Natural-language object grounding data:

┄┄┄┄┄┄┄┄┄┄

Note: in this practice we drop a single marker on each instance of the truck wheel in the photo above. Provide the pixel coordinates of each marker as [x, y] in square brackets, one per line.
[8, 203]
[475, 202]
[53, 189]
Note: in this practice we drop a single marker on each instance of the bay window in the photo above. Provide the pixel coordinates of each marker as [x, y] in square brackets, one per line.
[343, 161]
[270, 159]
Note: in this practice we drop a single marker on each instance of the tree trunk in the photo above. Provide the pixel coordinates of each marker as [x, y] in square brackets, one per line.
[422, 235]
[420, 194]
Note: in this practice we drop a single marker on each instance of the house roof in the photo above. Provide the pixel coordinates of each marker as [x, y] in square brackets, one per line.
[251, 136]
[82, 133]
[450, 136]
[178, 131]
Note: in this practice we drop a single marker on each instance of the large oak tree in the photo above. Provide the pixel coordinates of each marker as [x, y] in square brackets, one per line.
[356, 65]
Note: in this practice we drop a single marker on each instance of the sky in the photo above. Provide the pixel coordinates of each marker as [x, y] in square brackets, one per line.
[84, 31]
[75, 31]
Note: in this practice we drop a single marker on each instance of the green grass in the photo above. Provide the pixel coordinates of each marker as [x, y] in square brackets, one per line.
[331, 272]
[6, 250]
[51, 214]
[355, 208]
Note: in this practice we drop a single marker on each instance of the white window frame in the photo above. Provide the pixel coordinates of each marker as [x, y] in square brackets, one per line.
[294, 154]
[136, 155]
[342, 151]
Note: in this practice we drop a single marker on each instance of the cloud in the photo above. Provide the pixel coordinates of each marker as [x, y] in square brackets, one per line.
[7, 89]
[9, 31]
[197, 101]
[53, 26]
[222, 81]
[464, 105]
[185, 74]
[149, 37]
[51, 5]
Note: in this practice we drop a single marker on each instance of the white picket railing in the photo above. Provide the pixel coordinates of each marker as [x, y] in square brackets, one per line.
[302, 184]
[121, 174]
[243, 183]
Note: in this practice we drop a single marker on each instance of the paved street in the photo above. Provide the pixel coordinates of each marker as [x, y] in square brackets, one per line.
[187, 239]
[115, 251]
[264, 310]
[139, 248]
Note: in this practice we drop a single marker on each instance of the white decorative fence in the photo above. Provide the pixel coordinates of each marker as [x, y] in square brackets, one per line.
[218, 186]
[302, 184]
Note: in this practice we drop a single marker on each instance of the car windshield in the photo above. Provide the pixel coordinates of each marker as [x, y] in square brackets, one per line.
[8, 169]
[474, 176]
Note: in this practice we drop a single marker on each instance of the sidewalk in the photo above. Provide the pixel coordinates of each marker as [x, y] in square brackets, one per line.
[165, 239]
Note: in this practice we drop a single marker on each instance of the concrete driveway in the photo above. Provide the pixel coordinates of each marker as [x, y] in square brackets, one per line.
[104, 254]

┄┄┄┄┄┄┄┄┄┄

All records must be transcribed exactly, with none left out.

▶ **TASK RESULT**:
Note: in this practice we drop a single marker on each instance of the truck wheel in the photo above. Provide the pixel coordinates of each marker as [x, y] in square brackets, one per line.
[8, 203]
[475, 202]
[53, 189]
Note: in this practice we drop a single marker on each instance of the bay window in the photo above. Provide the pixel coordinates of each marker as [x, y] in square brackets, one per line.
[343, 161]
[270, 159]
Note: in this practice we drop a single marker on each instance of the tree trunk in the photo above. Provide the pixel coordinates of each marker as [x, y] in square brackets, one per line.
[422, 235]
[420, 194]
Note: in this practice we drop a single marker on each instance of the house roof in the photo above. Provide the pixel coordinates of each marker as [x, y] in square brackets, one per line.
[251, 136]
[82, 133]
[450, 136]
[178, 131]
Note: in this practice we drop a single marker on each instance of the large oak tree in the photo above. Provide the pixel coordinates of each marker as [x, y] in square brackets, one per line.
[356, 65]
Note: in this practice we drop a single marker on each instance of the sky in the photo above. Provide the pixel coordinates of each marker as [x, y] in square brackets, one per line.
[84, 31]
[75, 31]
Note: in this practice we drop a single marker on each instance of the green grass in the photo above. Provide the pixel coordinates of each marker as [x, y] in square brackets, one per line.
[331, 272]
[6, 250]
[51, 214]
[355, 208]
Note: in this practice we drop a single marker on each instance of the white window frame in the photo above. Provide the pixel coordinates of each marker as [x, y] in square brackets, one per line.
[294, 154]
[136, 155]
[342, 151]
Note: in this practice we drop a single marker on each instance of the cloud in the photo above. Provide the pixel coordinates of each marker as [x, y] in square brackets, one per line.
[7, 89]
[9, 31]
[197, 101]
[53, 26]
[222, 81]
[464, 105]
[185, 74]
[149, 37]
[51, 5]
Note: in this practice we drop a single marker on each instance of the white picket railing in the photo above. Provide the pixel coordinates of each marker as [x, y] in square brackets, one per line.
[302, 184]
[121, 174]
[243, 183]
Note: in this practice we drop a single marker on each instance of the paved street in the photo above. Provide the pixel coordinates of each marker as [x, y] in square brackets, one per line.
[187, 239]
[115, 251]
[264, 310]
[139, 248]
Note: in this practice we drop a single marker on each instance of the white decorative fence in the photo above. Provide the pixel coordinates of each marker as [x, y] in square brackets, one per line.
[218, 186]
[302, 184]
Note: in this practice we drop a single marker on each instance of the car windshield in the photo above. Provide the pixel coordinates of each marker as [x, y] in square brackets, one per line.
[8, 169]
[474, 176]
Note: in this practice we drop a single marker on each instance of the sidewalk in the photo above. Provide the pixel coordinates of each marker as [x, y] in square brackets, one per line.
[165, 239]
Note: in this practice we drop a single marker on each instance of the concrete driveway in the photo above. Provide the pixel coordinates of each marker as [x, y] in square brackets, one per line.
[104, 254]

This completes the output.